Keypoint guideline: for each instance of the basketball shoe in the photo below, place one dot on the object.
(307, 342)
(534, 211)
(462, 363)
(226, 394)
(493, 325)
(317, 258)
--- --- ---
WORK REQUIRED ::
Please rewrite every one of the rows above as a JSON list of strings, with one string for each line and no blank lines.

RESPONSE ::
[
  "Keypoint guideline: for each instance of the basketball shoe in the photo below, place one dot on the object.",
  "(307, 342)",
  "(534, 211)",
  "(462, 363)",
  "(226, 394)",
  "(493, 325)",
  "(317, 258)"
]